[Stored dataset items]
--- START ---
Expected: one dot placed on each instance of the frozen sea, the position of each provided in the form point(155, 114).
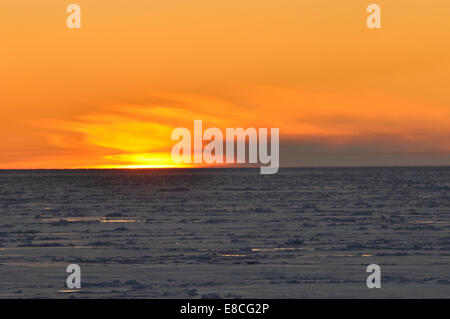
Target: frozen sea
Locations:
point(226, 233)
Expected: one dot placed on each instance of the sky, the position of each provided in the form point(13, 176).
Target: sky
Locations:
point(110, 94)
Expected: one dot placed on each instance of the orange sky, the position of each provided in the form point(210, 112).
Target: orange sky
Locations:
point(109, 94)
--- END ---
== YOUR INSTRUCTIONS ==
What lines hold the string "form"? Pick them out of the data.

== RESPONSE TO THIS EXERCISE ==
Expected: one dot placed on each instance of the frozen sea, the position of each provided in the form point(155, 114).
Expected: one dot placed on each instance of the sky, the position of each provided in the form point(13, 176).
Expected: one dot placed on each instance of the orange sky, the position of each provided in the form point(210, 112).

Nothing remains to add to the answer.